**What is expected**
Could you reproduce every line of the listing below without changing a single character?
▽
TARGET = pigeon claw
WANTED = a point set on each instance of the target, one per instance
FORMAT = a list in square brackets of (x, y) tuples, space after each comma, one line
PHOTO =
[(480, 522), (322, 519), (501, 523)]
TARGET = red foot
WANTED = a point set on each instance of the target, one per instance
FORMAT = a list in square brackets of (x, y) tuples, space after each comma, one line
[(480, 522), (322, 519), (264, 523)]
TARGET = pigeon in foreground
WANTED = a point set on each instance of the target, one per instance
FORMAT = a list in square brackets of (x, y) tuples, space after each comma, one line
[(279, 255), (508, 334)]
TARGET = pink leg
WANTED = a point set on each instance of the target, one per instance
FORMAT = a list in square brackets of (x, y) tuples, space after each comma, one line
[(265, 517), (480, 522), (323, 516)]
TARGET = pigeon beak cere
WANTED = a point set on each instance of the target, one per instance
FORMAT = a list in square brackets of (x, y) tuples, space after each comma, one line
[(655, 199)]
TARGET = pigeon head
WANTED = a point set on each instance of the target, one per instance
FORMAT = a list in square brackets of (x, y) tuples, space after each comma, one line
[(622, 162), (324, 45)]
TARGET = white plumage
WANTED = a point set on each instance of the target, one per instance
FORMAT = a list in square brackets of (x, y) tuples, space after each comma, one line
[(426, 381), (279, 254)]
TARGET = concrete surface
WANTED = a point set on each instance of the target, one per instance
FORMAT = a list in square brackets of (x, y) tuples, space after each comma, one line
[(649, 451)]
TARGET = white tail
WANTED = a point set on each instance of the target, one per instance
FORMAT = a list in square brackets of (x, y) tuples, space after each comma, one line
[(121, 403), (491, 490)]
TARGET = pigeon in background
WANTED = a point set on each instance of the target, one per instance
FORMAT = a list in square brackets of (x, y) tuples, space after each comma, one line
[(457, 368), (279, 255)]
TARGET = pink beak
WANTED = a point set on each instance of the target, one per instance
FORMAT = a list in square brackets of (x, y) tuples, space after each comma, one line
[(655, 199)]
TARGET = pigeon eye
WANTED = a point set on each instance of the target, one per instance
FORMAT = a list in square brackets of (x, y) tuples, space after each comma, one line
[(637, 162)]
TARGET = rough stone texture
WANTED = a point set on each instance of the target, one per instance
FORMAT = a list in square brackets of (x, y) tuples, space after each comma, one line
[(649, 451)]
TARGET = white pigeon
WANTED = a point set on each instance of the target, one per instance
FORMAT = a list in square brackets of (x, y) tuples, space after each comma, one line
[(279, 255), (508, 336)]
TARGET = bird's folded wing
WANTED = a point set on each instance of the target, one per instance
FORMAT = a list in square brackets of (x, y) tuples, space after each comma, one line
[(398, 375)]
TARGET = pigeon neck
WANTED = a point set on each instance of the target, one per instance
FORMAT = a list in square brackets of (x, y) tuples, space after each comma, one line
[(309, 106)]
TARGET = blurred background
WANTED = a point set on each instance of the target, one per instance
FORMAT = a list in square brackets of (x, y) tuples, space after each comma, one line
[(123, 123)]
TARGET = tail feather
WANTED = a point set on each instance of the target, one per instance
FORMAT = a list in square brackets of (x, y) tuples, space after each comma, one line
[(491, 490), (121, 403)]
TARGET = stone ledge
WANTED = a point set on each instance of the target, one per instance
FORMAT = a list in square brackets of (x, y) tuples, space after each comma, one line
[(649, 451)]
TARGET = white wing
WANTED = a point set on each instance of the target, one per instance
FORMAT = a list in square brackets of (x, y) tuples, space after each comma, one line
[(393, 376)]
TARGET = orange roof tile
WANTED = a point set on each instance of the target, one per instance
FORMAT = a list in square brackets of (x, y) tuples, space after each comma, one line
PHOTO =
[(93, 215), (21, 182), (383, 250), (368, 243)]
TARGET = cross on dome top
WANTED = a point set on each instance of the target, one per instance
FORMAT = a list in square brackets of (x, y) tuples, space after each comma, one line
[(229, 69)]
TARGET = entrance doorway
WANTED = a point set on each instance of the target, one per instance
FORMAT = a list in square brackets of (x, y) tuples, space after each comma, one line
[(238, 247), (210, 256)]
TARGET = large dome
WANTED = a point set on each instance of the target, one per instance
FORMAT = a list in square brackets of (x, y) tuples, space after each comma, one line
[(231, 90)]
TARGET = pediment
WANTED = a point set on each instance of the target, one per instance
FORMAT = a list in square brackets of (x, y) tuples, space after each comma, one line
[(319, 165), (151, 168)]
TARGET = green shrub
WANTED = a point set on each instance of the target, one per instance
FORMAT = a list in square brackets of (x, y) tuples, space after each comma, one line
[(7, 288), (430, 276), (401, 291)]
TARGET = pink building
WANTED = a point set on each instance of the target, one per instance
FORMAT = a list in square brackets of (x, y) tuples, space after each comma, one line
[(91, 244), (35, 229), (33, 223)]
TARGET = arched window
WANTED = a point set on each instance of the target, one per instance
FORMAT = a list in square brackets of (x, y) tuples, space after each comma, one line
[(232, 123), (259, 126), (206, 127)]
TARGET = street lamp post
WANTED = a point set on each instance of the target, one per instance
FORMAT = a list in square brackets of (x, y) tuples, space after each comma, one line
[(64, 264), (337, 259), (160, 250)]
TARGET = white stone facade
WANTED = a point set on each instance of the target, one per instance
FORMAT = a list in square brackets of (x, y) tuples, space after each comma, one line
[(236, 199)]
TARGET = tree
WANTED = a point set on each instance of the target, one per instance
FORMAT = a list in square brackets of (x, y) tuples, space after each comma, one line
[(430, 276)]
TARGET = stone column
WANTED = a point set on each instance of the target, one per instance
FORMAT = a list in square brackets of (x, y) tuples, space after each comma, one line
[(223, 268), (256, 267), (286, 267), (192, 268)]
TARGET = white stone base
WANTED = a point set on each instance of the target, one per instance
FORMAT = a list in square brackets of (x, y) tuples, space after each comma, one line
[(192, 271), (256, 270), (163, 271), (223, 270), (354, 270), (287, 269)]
△
**Task result**
TARGET = pigeon claw
WANTED = a point set on each instance of the target, one per instance
FORMAT = a list in square brackets of (x, y) tuples, space after each comma, one line
PHOTO =
[(480, 522), (322, 519), (501, 523)]
TARGET = red foot
WANTED = a point set on each instance of the target, one per instance
FORMAT = a list in square brackets of (x, y) tuples, space after each comma, one line
[(480, 522), (322, 519), (264, 523)]
TARGET = pigeon in foreground
WANTED = a point set on each instance of the target, one per instance
FORMAT = a list in square brackets of (x, y) tuples, space after each comma, one line
[(279, 255), (508, 334)]
TARGET = pink leg
WANTED = a point set on each instance of the target, one per instance
FORMAT = a list in square brackets of (x, y) tuples, space after each comma, one line
[(265, 517), (480, 522), (323, 516)]
TARGET = pigeon beak cere
WANTED = a point set on each instance of the target, one per instance
FORMAT = a list in square brackets of (x, y) tuples, space after each comma, one line
[(655, 199)]
TARGET = pigeon head
WANTED = a point set on each instance of the target, one per instance
FORMAT = a list in square brackets of (x, y) tuples, space after each comma, one line
[(622, 162), (324, 45)]
TARGET = white plumage
WANTED = a point set on each instance of the target, one per instance
FORMAT = a list in square brackets of (x, y) tuples, space after each comma, one line
[(426, 381), (279, 254)]
TARGET = concrete surface
WANTED = a point set on each instance of the target, one per instance
FORMAT = a list in square brackets of (x, y) tuples, space after each comma, one line
[(649, 451)]
TARGET = white tail
WANTED = a point set on each instance of the target, one per instance
FORMAT = a list in square brackets of (x, y) tuples, space after each comma, one line
[(121, 403), (491, 490)]
TARGET = pigeon in background
WANTED = a point set on each instance of the target, one per instance
FORMAT = a list in square brackets of (x, y) tuples, space after each comma, one line
[(457, 368), (279, 255)]
TARGET = pink beak
WANTED = a point set on each instance of the target, one per instance
FORMAT = a list in square brackets of (x, y) tuples, space after each comma, one line
[(655, 199)]
TARGET = pigeon eye
WANTED = a point set on each instance of the target, one per instance
FORMAT = a list in square brackets of (x, y) tuples, space after each comma, one line
[(637, 162)]
TARGET = rough stone texture
WANTED = a point set on each instance of the target, one per instance
FORMAT = a list in square brackets of (x, y) tuples, space after each comma, one line
[(649, 451)]
TARGET = white pigeon
WANTED = a point set on each instance of the target, one per instance
FORMAT = a list in square brackets of (x, y) tuples, space after each comma, one line
[(279, 255), (508, 336)]
TARGET = bird's folded wing
WANTED = a point set on each instance of the target, one per instance
FORMAT = a list in square brackets of (x, y) tuples, space after each comma, one line
[(398, 375)]
TARGET = pigeon neck
WANTED = a point set on each instance of the target, one per instance
FORMAT = a list in square brackets of (x, y) tuples, space after each comma, one line
[(309, 106)]
TARGET = blurred background
WANTED = a point set on each instance of the target, one per instance
FORMAT = a list in square brackets of (x, y) tuples, space after each comma, one line
[(123, 123)]
TARGET = tail feather
WANTED = a point set on each instance of the target, one per instance
FORMAT = a list in square brackets of (x, y) tuples, space after each comma, one line
[(491, 490), (121, 403)]
TARGET = stone ledge
WANTED = a point set on each instance of the target, one per instance
FORMAT = a list in square brackets of (x, y) tuples, space after each comma, one line
[(649, 451)]
TARGET = white wing
WANTED = a point set on each instance of the target, one per instance
FORMAT = a list in square brackets of (x, y) tuples, space after each comma, one line
[(393, 376)]
TARGET = orange roof tile
WANTED = a point set on each instance of the target, one per instance
FORMAT = a list in square brackets of (x, y) tuples, space after each comma, one line
PHOTO =
[(93, 215), (21, 182), (383, 250), (368, 243)]
TARGET = cross on dome top
WANTED = a point set on each instance of the target, one per instance
FORMAT = a list in square brackets of (x, y) tuples, space after each comma, one line
[(229, 69)]
TARGET = entrance doorway
WANTED = a point set on each instance of the target, one per instance
FORMAT = a list in square brackets of (x, y) tuples, space after each comma, one line
[(238, 247), (210, 256)]
TARGET = large dome
WANTED = a point set on each instance of the target, one per instance
FORMAT = a list in square brackets of (x, y) tuples, space after each comma, one line
[(231, 90)]
TARGET = pediment
WANTED = a point set on each instance of the target, one per instance
FORMAT = a list in square brackets of (x, y) tuples, space after each comma, one line
[(319, 165), (151, 168)]
TARGET = green shrub
WANTED = a point set on each instance of the target, one per instance
FORMAT = a list in square brackets of (x, y) tuples, space after each comma, one line
[(7, 288), (430, 276), (401, 291)]
TARGET = pink building
WANTED = a point set on each instance of the target, one per instance
FORMAT = a list in square brackets of (x, y) tuples, space after each comma, one line
[(91, 244), (35, 229), (33, 223)]
TARGET = arched window
WANTED = a point set on each instance of the target, one per instance
FORMAT = a list in square brackets of (x, y) tuples, space after each comma, one line
[(232, 123), (259, 126), (206, 127)]
TARGET = street lamp post
WANTED = a point set on each instance of the target, one per instance
FORMAT = a list in square brackets of (x, y) tuples, space after each comma, one line
[(64, 264), (337, 259), (160, 250)]
TARGET = white stone facade
WANTED = a point set on each instance of the target, one per instance
FORMAT = a list in square brackets of (x, y) tuples, space after each comma, one line
[(236, 199)]
TARGET = tree
WANTED = a point set on each instance of the target, one per instance
FORMAT = a list in square brackets of (x, y) tuples, space after each comma, one line
[(430, 276)]
TARGET = stone column
WANTED = a point set on each instance of the target, one per instance
FORMAT = a list in square brackets of (x, y) tuples, space after each comma, one line
[(223, 268), (256, 267), (286, 267), (192, 268)]
TARGET = white stone base
WANTED = a point set on each instance of the target, one per instance
FORMAT = a list in square brackets of (x, y) tuples, space after each comma, one line
[(192, 271), (256, 270), (163, 271), (223, 270), (354, 270), (287, 269)]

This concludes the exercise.